— Start SOURCE EXCERPT —
Chapter 13 Graphics
One of the most powerful tools we have in Statistics and Data Science is graphics. This includes images/pictures, graphs/plots, and tables. You will want to make sure that all graphical elements are appropriately sized in the Body. If there is text in a static image/picture, you’ll need to make sure that the text is legible on a variety of screen sizes.
We’ve already discussed both issues of color and text size in plots. For additional considerations, please refer to the following readings (ordered from most important to least):
- Tufte-Fundamental Principles of Analytical Design
- Tufte-Chartjunk
- Kosslyn-Looking with the Eye and Mind
Remember, we always want to be modeling excellent graphing behaviors.
All photographs can be fortified with words. –Dorothea Lange
A picture is worth a thousand words…but which ones? –Unknown
Both of these quotations highlight that you need to include some text with your plots to help the user construct their understanding of what you’re trying to show them.
13.1 Titles and Labels
Graph and Table titles should follow Title Case. Capitalize each word unless the word is “small” (e.g., of, an, etc.). The Title Case website can help you if you aren’t sure. (This website also does other types of case such as camel case.)
Axis and Legend Labels will follow Sentence Case. That is to say only the first word of each axis label and the legend will be capitalized. The remaining words will be lower case with two exceptions (proper nouns and unit abbreviations).
When dealing with quantities on axes, you need to include the unit of measurement in the label. Typically, the unit will be placed in parentheses at the end of the label and use appropriate abbreviations. For example, “Height (in)”, “Air pressure (mmHg)”, “Resting heart rate (bpm)”, etc. If the unit of measure is for a count, change the label to be along the followings lines: “Number of siblings”, “Number of bikes owned”, etc.
Labels should be informative without getting in the way of reading the graph.
13.2 Font Sizes
A common area for adjustment in R graphics is that font size. Many times, we might need to adjust the size of the text used in a plot so that the axis labels and titles are easier to read. There are a couple of different approaches you can use to effect this: change the base font size or change the font size for particular elements.
The easiest approach is to change the base font size and then let ggplot
do the necessary alterations. To go this route, you will need to do the following:
# Letting examplePlot be an already created ggplot object
examplePlot +
theme(
text = element_text(size = 18)
— End SOURCE EXCERPT —
INSTRUCTIONS FOR THE TASK — Translate this sentence from the graphics chapter into Spanish: "Labels should be informative without getting in the way of reading the graph." The records are not needed for this work.
— Start GIVEN DATA —
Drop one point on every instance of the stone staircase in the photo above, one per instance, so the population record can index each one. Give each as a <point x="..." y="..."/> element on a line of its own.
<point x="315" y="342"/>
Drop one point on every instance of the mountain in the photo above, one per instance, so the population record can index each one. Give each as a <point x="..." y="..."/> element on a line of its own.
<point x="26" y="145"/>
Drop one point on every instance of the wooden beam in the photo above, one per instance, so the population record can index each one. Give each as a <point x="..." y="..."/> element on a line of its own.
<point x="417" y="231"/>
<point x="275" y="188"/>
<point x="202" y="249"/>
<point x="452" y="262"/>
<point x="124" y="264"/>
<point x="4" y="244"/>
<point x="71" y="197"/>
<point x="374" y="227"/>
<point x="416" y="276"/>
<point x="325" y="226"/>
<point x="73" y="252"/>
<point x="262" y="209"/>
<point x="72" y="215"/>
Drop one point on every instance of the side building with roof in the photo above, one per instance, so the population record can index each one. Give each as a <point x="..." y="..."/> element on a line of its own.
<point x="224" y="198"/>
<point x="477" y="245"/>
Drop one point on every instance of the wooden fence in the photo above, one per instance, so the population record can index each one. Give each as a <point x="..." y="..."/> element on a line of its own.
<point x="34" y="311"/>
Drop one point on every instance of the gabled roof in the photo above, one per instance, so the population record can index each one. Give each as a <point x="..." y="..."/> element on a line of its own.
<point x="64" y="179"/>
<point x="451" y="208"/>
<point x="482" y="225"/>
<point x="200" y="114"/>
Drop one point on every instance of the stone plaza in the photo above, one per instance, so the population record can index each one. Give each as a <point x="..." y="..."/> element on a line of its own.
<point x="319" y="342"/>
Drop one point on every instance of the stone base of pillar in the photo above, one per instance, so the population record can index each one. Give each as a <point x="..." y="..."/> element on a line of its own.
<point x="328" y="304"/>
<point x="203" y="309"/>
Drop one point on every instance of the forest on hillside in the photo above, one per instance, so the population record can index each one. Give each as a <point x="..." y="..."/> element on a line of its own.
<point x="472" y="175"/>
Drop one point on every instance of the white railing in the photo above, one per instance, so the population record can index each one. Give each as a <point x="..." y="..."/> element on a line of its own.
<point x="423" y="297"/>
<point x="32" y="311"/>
— End GIVEN DATA —
SOLUTION TO THIS TASK — Las etiquetas deben ser informativas sin estorbar la lectura del gráfico.